What to do:
Reproduce all the rows below, swapping each occurrence of "detector" for "locator" and leaving everything else untouched.

════════════════════

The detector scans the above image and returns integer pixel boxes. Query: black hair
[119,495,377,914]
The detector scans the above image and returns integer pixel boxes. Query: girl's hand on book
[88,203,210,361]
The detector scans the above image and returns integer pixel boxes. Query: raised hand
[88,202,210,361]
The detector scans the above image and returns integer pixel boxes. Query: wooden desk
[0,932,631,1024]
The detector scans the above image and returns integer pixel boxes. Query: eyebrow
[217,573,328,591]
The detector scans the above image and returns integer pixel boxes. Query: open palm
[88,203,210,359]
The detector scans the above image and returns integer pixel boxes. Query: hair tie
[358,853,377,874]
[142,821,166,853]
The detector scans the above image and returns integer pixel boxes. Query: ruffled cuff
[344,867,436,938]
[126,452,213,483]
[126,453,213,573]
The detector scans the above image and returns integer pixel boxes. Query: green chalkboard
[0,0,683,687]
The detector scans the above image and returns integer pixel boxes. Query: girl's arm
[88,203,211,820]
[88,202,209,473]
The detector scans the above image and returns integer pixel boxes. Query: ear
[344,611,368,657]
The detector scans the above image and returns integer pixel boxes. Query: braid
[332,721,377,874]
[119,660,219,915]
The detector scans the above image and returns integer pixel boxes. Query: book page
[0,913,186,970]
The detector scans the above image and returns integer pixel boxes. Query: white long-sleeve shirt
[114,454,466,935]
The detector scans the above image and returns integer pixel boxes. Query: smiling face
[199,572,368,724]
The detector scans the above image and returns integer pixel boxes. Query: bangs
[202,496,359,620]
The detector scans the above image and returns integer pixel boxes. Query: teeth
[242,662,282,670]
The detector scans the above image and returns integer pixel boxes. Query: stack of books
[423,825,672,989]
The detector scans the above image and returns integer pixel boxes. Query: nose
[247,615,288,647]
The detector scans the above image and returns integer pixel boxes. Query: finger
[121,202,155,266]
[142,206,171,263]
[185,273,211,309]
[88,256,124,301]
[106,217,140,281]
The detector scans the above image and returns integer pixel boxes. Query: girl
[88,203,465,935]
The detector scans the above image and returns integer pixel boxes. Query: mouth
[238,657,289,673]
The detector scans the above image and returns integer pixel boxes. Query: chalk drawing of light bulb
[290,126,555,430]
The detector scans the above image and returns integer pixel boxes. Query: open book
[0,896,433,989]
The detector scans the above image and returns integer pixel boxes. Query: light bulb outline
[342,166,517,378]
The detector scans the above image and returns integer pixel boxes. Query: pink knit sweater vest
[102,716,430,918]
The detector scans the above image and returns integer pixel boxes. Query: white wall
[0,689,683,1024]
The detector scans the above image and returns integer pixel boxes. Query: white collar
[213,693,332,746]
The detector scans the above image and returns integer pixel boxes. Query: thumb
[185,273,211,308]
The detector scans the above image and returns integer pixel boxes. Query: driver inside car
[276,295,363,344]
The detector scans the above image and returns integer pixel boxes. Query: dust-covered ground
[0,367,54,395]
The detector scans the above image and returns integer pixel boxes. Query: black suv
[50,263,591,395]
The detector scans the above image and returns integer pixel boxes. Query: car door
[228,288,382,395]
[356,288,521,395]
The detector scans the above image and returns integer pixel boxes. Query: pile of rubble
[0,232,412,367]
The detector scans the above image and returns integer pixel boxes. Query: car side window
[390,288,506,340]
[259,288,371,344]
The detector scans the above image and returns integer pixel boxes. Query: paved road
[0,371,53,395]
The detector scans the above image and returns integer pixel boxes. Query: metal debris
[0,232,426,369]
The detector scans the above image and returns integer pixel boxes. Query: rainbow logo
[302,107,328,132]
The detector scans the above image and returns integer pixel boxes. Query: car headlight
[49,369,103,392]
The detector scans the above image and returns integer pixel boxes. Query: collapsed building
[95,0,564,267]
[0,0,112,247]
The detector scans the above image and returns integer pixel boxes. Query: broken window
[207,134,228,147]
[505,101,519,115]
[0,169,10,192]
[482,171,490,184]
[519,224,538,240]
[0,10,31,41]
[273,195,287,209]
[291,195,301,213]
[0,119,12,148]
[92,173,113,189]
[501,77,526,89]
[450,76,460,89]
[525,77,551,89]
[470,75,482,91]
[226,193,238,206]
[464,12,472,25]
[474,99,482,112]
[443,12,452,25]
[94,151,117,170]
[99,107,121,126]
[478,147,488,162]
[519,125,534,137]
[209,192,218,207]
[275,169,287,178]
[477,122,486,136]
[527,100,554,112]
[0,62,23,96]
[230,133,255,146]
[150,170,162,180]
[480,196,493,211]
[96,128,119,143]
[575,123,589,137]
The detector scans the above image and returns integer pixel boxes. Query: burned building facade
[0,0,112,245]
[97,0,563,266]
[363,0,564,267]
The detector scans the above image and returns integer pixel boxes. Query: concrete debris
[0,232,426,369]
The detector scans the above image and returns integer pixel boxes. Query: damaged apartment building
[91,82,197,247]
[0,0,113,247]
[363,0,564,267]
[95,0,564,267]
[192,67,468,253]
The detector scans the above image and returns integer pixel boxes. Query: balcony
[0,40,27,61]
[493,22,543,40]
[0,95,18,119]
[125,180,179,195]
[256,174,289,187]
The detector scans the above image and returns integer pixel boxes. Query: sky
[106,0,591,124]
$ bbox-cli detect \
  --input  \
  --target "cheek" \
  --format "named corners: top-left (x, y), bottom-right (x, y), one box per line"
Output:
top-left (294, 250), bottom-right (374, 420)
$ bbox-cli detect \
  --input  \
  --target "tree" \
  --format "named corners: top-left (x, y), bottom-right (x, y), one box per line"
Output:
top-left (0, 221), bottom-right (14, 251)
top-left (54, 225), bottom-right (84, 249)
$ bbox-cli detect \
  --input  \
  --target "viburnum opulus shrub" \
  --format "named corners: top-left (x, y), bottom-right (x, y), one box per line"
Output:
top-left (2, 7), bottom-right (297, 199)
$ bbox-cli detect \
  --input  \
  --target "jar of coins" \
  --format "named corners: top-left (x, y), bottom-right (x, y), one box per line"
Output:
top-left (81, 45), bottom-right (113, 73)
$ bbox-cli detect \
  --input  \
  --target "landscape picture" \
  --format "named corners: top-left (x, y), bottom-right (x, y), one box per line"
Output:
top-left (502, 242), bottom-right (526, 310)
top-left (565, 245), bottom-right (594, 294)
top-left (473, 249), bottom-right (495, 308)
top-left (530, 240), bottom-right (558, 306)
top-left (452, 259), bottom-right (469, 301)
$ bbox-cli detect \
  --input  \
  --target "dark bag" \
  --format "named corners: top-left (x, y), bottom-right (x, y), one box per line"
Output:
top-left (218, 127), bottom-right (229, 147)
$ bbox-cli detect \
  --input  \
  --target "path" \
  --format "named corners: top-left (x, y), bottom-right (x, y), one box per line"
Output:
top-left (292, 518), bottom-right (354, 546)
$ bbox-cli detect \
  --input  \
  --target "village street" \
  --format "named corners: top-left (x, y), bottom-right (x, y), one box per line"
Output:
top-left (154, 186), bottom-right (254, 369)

════════════════════

Reply:
The locator scans the above image and returns integer pixel boxes. Query: black hair
[119,495,377,914]
The locator scans the above image and returns integer pixel boxes. Query: girl's hand on book
[88,203,210,361]
The locator scans the above image and returns integer pixel boxes. Query: raised hand
[88,202,210,361]
The locator scans the above image and returns integer pixel boxes. Query: wooden desk
[0,932,631,1024]
The locator scans the above image and returns integer pixel boxes. Query: eyebrow
[217,573,328,591]
The locator scans the above image and returns integer pixel boxes. Query: open palm
[88,203,210,359]
The locator scans the above image and returns integer pixel boxes. Query: hair tie
[358,853,377,874]
[142,821,166,853]
The locator scans the above image and returns integer pixel boxes. Query: ruffled cuff
[344,867,436,938]
[126,452,213,483]
[126,453,213,573]
The locator scans the above image and returns integer pixel boxes. Query: green chalkboard
[0,0,683,687]
The locator scans the above image and returns integer pixel boxes. Query: girl's arm
[88,203,211,820]
[88,202,209,473]
The locator scans the above image and returns integer pixel boxes. Query: ear
[344,611,368,657]
The locator scans the above image and returns integer pixel boxes. Query: braid
[332,721,377,874]
[119,660,219,915]
The locator scans the above image and returns integer pixel boxes. Query: book page
[0,913,186,970]
The locator scans the above image and returns integer pixel boxes. Query: white long-sleeve shirt
[114,454,466,935]
The locator scans the above image and returns integer pixel boxes. Query: smiling face
[199,572,368,724]
The locator scans the above image and returns integer pixel boxes. Query: bangs
[202,496,359,620]
The locator scans the above image and returns integer pixel boxes. Query: teeth
[242,662,282,670]
The locator scans the above image and returns integer pixel boxes. Query: stack of books
[423,825,672,989]
The locator scans the above image and returns integer pixel boxes. Query: nose
[247,615,288,647]
The locator scans the above image and returns integer pixel boxes. Query: finger
[121,202,155,266]
[142,206,171,263]
[185,273,211,309]
[88,256,124,301]
[106,217,140,281]
The locator scans the above image and returns integer pixel boxes. Query: girl
[88,203,465,935]
The locator scans the above image and returns integer pixel boxes. Query: mouth
[238,657,289,673]
The locator scans the above image and returns integer pixel boxes. Query: chalk drawing of light bulb
[290,126,555,430]
The locator scans the above image and returns integer pixel boxes. Query: open book
[0,896,433,989]
The locator scans the above image and returns integer pixel boxes. Query: light bulb outline
[342,166,517,378]
The locator scans the above image and returns integer pixel boxes. Query: pink knit sweater vest
[102,716,430,918]
The locator scans the above image and returns integer pixel boxes. Query: white wall
[0,689,683,1024]
The locator scans the above image and returns integer pixel boxes. Query: white collar
[213,693,332,746]
The locator scans the above image and returns integer pixel boxes. Query: thumb
[185,273,211,308]
The locator scans the above image and returns integer pixel boxes. Query: driver inside car
[276,295,363,344]
The locator scans the above image and returns integer pixel boxes. Query: dust-covered ground
[0,367,54,395]
The locator scans the above image and returns integer pixel boxes. Query: black suv
[50,263,591,395]
The locator scans the above image and returns integer pixel boxes. Query: car door
[228,288,382,395]
[356,288,521,395]
The locator scans the above image and returns integer pixel boxes. Query: pile of rubble
[0,232,412,367]
The locator scans the above image and returns integer pixel boxes. Query: car side window
[390,288,506,340]
[259,288,371,344]
The locator scans the above image and returns integer pixel boxes. Query: paved road
[0,371,53,395]
The locator scans the above image and returns integer pixel boxes. Query: metal debris
[0,232,426,369]
The locator scans the above image and returns integer pixel boxes. Query: rainbow logo
[302,107,328,132]
The locator scans the above image and returns integer pixel boxes. Query: car headlight
[49,369,103,392]
The locator scans the above image and returns integer pixel boxes. Query: collapsed building
[95,0,564,267]
[0,0,112,247]
The locator scans the above image and returns integer pixel boxes. Query: broken window
[207,134,228,147]
[505,101,519,115]
[0,169,10,192]
[482,171,490,184]
[519,224,538,240]
[0,10,31,41]
[273,195,287,209]
[291,195,301,213]
[0,119,12,148]
[92,173,113,189]
[501,77,526,89]
[450,76,460,89]
[525,77,551,89]
[470,75,482,91]
[226,193,238,206]
[464,12,472,25]
[474,99,482,112]
[443,12,452,25]
[94,151,117,170]
[99,107,121,126]
[478,147,488,162]
[519,125,534,137]
[209,192,218,207]
[275,169,287,178]
[477,122,486,136]
[527,100,554,112]
[0,62,23,96]
[230,133,255,146]
[150,170,162,180]
[480,196,493,211]
[96,128,119,143]
[575,123,589,137]
The locator scans the above image and returns integer pixel boxes. Query: burned building facade
[0,0,112,245]
[97,0,563,266]
[363,0,564,267]
The locator scans the above image and returns integer pixel boxes. Query: concrete debris
[0,232,426,369]
The locator scans the above image and returns integer pixel boxes. Query: damaged apartment building
[91,82,197,247]
[0,0,113,247]
[363,0,564,267]
[95,0,564,267]
[192,67,468,253]
The locator scans the above image and returns integer pixel boxes. Query: balcony
[0,40,27,61]
[493,22,543,40]
[0,95,18,119]
[125,180,179,195]
[256,174,289,187]
The locator scans the above image and returns integer pixel boxes. Query: sky
[106,0,591,124]
$ bbox-cli detect \
  --input  \
  --target "cheek" \
  --format "named corners: top-left (x, y), bottom-right (x, y), one box per line"
Output:
top-left (294, 250), bottom-right (374, 420)
$ bbox-cli detect \
  --input  \
  --target "tree" \
  --format "named corners: top-left (x, y), bottom-right (x, y), one box per line"
Output:
top-left (0, 221), bottom-right (14, 251)
top-left (54, 225), bottom-right (84, 249)
$ bbox-cli detect \
  --input  \
  --target "viburnum opulus shrub" \
  --format "named corners: top-left (x, y), bottom-right (x, y), one box per line"
Output:
top-left (2, 7), bottom-right (297, 199)
$ bbox-cli detect \
  --input  \
  --target "jar of coins" \
  --format "named corners: top-left (x, y), bottom-right (x, y), one box per line"
Output:
top-left (81, 45), bottom-right (113, 73)
$ bbox-cli detect \
  --input  \
  --target "landscape picture" \
  --format "named corners: top-left (x, y), bottom-right (x, y), one box per line"
Output:
top-left (502, 242), bottom-right (526, 310)
top-left (565, 245), bottom-right (594, 294)
top-left (473, 249), bottom-right (495, 308)
top-left (530, 240), bottom-right (558, 306)
top-left (452, 259), bottom-right (469, 301)
$ bbox-cli detect \
  --input  \
  --target "dark bag" \
  --format "named corners: top-left (x, y), bottom-right (x, y), one box per line"
Output:
top-left (218, 127), bottom-right (229, 147)
$ bbox-cli detect \
  --input  \
  --target "path" \
  --format "named corners: top-left (x, y), bottom-right (x, y), one box per line"
Output:
top-left (292, 518), bottom-right (354, 546)
$ bbox-cli detect \
  --input  \
  --target "village street" \
  --format "named corners: top-left (x, y), bottom-right (x, y), one box per line"
Output:
top-left (154, 186), bottom-right (254, 369)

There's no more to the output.